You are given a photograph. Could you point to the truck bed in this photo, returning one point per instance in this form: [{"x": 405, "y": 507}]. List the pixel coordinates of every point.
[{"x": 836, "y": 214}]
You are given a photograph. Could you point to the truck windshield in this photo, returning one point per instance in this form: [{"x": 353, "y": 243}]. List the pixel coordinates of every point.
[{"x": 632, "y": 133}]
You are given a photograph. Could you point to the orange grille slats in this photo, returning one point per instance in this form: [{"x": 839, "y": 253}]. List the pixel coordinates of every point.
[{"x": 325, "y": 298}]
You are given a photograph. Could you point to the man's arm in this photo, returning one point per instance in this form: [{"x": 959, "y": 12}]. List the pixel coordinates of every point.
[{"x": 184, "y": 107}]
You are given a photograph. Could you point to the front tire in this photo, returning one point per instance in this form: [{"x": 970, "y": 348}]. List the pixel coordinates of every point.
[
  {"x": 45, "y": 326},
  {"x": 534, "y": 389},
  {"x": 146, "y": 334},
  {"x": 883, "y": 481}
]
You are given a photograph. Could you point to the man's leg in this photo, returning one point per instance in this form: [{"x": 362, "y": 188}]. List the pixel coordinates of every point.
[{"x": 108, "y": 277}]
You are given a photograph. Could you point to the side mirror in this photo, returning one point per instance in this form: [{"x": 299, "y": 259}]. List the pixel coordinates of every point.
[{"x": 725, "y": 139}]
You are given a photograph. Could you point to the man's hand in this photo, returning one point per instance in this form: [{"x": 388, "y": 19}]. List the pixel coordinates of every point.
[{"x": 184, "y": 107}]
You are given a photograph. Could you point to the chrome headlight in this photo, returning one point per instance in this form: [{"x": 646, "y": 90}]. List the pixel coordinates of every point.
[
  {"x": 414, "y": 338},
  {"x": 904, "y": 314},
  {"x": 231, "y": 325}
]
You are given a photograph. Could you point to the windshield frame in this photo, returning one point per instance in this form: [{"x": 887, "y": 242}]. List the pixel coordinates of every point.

☆ ☆ ☆ ☆ ☆

Give back all the records exactly as they stand.

You are given a photograph. Could you point to the truck bed in this photo, returning one point per instance in this form: [{"x": 405, "y": 507}]. List the pixel coordinates of every point.
[{"x": 836, "y": 214}]
You are given a photograph. Could you point to the truck windshield in this photo, returning one point per instance in this form: [{"x": 353, "y": 243}]. List the pixel coordinates of every point.
[{"x": 632, "y": 133}]
You are given a photograph. Could you point to the orange grille slats in this photo, returning one point per instance in this form: [{"x": 839, "y": 253}]. List the pixel coordinates of every point.
[{"x": 325, "y": 298}]
You are given a photograph. Could you point to the man's arm in this photo, returning one point per instance in this form: [{"x": 959, "y": 12}]. List the pixel coordinates of every point.
[{"x": 184, "y": 107}]
You are given a photograph. Could you point to the front tire in this photo, returning one point per instance in this form: [{"x": 970, "y": 348}]. List the pixel coordinates of every point.
[
  {"x": 45, "y": 326},
  {"x": 534, "y": 389},
  {"x": 146, "y": 334},
  {"x": 883, "y": 481}
]
You are given a photograph. Could you point to the man's leg in this photo, returning one point per instance in this form: [{"x": 362, "y": 188}]. List the pixel coordinates of every point.
[{"x": 108, "y": 277}]
You are given a photograph. Could you point to the side mirror in this photo, returning one point per instance in this form: [{"x": 299, "y": 259}]. List the pixel coordinates of every point.
[{"x": 725, "y": 139}]
You are given a photograph. Could you point to the man's hand in this photo, returning one point per instance in this form: [{"x": 388, "y": 19}]. List the pixel coordinates of every point.
[{"x": 184, "y": 107}]
You are given a photograph. Could you point to the chrome headlight in this photo, returning one point per instance in this form: [{"x": 646, "y": 90}]. List the pixel coordinates of every point.
[
  {"x": 414, "y": 338},
  {"x": 904, "y": 314},
  {"x": 231, "y": 325}
]
You are given a photograph. Could you point to the windshield frame in this photo, returning one point per instance in this form: [{"x": 887, "y": 242}]. List the pixel coordinates of every point.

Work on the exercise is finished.